Point-based annotation data
+ + + + +

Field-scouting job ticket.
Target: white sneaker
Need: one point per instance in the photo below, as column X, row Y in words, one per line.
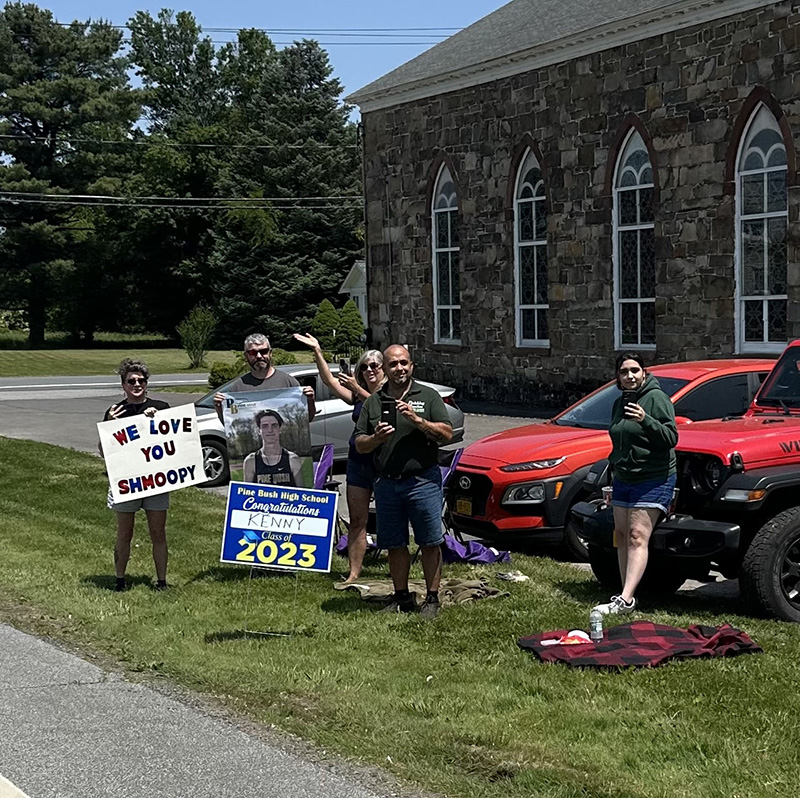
column 617, row 606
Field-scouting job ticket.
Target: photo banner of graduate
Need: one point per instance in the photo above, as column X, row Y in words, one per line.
column 269, row 439
column 146, row 456
column 283, row 528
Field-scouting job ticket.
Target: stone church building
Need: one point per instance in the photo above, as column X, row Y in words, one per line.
column 566, row 179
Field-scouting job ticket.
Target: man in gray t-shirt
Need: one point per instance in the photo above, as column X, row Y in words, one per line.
column 263, row 375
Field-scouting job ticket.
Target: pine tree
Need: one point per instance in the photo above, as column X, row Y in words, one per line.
column 57, row 84
column 276, row 281
column 326, row 325
column 352, row 325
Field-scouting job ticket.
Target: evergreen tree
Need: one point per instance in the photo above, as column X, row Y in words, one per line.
column 59, row 86
column 326, row 325
column 276, row 280
column 352, row 325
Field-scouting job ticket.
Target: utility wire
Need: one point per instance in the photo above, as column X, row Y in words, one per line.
column 342, row 31
column 127, row 40
column 45, row 195
column 230, row 206
column 150, row 142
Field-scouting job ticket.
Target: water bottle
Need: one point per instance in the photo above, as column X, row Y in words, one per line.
column 596, row 626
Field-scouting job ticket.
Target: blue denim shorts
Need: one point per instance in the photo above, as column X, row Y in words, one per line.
column 360, row 473
column 655, row 493
column 158, row 502
column 417, row 499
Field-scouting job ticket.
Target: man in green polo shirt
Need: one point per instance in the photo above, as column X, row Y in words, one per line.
column 403, row 424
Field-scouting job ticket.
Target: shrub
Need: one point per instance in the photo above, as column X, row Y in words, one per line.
column 326, row 324
column 280, row 357
column 196, row 332
column 222, row 372
column 14, row 320
column 352, row 326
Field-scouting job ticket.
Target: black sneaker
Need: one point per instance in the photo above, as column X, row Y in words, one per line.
column 429, row 610
column 405, row 604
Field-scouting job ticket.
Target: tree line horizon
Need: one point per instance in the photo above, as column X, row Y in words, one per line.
column 230, row 177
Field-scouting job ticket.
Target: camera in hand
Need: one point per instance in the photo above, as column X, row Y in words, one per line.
column 389, row 412
column 628, row 398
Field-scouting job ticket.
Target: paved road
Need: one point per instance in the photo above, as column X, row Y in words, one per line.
column 71, row 730
column 65, row 410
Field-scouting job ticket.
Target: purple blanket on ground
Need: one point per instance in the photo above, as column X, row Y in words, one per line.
column 472, row 552
column 452, row 551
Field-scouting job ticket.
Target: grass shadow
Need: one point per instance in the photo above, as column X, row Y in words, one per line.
column 109, row 581
column 234, row 573
column 705, row 599
column 348, row 602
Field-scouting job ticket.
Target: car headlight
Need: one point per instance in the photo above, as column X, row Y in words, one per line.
column 713, row 474
column 532, row 465
column 526, row 493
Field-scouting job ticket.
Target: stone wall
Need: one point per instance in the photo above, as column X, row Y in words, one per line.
column 686, row 90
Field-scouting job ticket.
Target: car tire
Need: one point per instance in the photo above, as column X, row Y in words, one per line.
column 661, row 577
column 215, row 463
column 574, row 543
column 770, row 573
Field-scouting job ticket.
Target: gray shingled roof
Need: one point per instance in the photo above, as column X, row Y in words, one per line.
column 515, row 27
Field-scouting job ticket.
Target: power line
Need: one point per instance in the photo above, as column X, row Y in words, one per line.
column 407, row 43
column 208, row 207
column 444, row 30
column 144, row 198
column 150, row 142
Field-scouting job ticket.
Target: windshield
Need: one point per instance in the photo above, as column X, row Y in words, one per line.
column 782, row 386
column 595, row 411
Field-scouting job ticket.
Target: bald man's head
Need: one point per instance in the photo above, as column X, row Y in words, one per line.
column 398, row 366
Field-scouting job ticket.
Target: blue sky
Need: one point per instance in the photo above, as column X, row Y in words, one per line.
column 354, row 65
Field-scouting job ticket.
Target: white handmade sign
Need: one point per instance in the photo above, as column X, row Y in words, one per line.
column 146, row 455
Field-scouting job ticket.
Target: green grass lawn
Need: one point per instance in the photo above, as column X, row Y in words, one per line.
column 81, row 362
column 452, row 705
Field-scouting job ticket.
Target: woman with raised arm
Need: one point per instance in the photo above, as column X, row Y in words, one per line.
column 368, row 378
column 643, row 436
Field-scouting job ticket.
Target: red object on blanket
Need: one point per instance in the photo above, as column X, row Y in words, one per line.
column 643, row 643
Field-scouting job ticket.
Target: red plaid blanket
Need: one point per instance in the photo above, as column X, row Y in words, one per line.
column 643, row 643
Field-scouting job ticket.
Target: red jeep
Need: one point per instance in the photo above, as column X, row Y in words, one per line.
column 524, row 482
column 738, row 505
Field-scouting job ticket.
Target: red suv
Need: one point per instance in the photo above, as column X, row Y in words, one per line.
column 525, row 481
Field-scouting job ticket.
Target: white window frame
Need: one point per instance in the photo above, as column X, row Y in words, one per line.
column 617, row 229
column 760, row 113
column 442, row 178
column 529, row 161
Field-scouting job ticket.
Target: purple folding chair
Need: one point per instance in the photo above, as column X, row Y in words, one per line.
column 322, row 469
column 448, row 462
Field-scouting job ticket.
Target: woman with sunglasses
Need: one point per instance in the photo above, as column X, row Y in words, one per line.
column 135, row 375
column 368, row 378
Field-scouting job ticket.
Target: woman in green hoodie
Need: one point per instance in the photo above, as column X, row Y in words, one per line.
column 643, row 434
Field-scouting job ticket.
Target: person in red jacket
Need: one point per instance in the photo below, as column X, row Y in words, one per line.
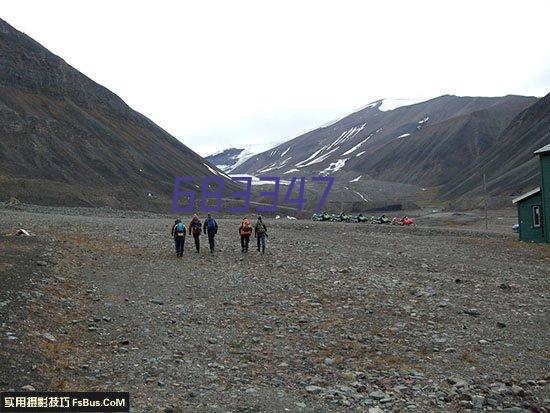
column 245, row 231
column 195, row 229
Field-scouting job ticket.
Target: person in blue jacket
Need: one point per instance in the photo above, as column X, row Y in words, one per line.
column 211, row 229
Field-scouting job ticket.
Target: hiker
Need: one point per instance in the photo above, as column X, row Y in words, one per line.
column 260, row 232
column 210, row 228
column 178, row 233
column 195, row 230
column 245, row 231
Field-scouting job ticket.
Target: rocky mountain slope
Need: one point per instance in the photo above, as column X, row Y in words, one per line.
column 65, row 140
column 428, row 144
column 226, row 159
column 509, row 165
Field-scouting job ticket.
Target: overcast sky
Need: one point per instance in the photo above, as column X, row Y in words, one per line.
column 217, row 74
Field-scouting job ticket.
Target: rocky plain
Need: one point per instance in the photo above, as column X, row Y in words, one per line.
column 335, row 317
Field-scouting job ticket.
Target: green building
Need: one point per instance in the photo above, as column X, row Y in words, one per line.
column 534, row 206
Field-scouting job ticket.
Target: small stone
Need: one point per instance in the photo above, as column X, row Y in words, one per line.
column 517, row 390
column 478, row 401
column 472, row 311
column 314, row 389
column 378, row 395
column 49, row 337
column 457, row 381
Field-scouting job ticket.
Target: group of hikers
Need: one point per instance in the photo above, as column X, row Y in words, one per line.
column 210, row 228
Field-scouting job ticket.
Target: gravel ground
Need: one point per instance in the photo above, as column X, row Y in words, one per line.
column 334, row 317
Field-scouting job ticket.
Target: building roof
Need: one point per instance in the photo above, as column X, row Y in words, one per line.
column 544, row 149
column 526, row 195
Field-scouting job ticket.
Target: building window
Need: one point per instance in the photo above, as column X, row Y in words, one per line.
column 536, row 216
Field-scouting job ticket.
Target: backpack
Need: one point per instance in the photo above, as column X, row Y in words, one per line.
column 180, row 230
column 211, row 225
column 196, row 226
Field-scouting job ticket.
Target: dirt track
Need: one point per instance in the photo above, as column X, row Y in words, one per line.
column 334, row 317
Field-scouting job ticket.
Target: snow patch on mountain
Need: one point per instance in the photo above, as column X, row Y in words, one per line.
column 357, row 146
column 319, row 159
column 391, row 104
column 334, row 166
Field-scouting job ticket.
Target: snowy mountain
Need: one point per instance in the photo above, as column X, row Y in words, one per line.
column 426, row 144
column 229, row 159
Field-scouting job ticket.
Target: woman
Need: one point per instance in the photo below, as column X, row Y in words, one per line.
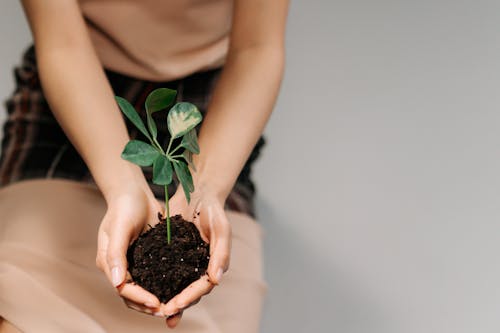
column 86, row 52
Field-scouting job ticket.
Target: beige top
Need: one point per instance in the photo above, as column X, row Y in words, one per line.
column 159, row 40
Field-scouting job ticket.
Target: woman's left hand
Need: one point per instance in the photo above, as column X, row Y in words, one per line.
column 206, row 211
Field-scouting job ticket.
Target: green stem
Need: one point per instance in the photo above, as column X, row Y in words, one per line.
column 167, row 211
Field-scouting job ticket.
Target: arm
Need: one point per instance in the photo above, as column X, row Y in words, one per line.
column 82, row 101
column 241, row 105
column 245, row 94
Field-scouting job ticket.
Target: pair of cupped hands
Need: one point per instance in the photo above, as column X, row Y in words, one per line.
column 129, row 213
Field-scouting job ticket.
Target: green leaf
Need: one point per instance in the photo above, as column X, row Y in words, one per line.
column 184, row 176
column 162, row 170
column 182, row 118
column 190, row 141
column 157, row 100
column 152, row 126
column 132, row 115
column 160, row 99
column 188, row 156
column 140, row 153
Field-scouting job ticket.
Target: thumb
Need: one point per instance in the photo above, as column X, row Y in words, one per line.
column 116, row 259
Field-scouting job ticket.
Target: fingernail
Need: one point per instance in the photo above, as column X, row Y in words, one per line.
column 150, row 305
column 218, row 277
column 116, row 276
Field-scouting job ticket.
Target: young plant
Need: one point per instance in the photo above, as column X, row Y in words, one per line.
column 181, row 120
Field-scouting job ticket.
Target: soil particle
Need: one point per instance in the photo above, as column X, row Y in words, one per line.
column 166, row 269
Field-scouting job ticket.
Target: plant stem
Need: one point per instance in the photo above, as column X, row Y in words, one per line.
column 167, row 211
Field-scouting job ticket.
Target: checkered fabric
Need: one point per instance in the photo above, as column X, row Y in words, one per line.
column 35, row 146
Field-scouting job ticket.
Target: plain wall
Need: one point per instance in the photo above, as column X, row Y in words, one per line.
column 379, row 188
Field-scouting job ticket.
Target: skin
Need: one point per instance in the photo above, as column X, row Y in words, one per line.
column 240, row 107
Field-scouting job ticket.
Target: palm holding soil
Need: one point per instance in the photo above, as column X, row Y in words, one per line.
column 173, row 270
column 130, row 214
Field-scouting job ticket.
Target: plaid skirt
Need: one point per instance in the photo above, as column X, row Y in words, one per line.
column 35, row 146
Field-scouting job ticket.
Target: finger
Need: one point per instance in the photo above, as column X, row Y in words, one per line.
column 139, row 295
column 119, row 240
column 220, row 247
column 138, row 307
column 189, row 296
column 174, row 320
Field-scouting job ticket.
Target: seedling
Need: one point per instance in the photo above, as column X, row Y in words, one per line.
column 182, row 119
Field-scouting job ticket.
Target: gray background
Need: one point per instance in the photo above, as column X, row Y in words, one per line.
column 379, row 188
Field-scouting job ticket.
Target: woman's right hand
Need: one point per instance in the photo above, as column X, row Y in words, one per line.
column 129, row 212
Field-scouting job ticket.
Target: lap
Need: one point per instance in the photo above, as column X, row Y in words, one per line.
column 47, row 268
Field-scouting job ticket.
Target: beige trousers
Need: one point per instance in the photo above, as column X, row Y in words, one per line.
column 49, row 281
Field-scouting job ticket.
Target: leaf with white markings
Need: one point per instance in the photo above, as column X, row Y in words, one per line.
column 190, row 141
column 182, row 118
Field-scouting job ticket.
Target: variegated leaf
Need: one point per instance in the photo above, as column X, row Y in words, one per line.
column 182, row 118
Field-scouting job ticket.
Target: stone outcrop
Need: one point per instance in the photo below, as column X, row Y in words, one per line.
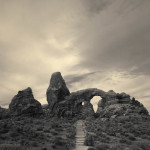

+ + + + +

## [Given request]
Please pick out each line in the rows above that contains the word "roof", and copy those lines in full.

## [Reply]
Target: gray shingled roof
Target: building roof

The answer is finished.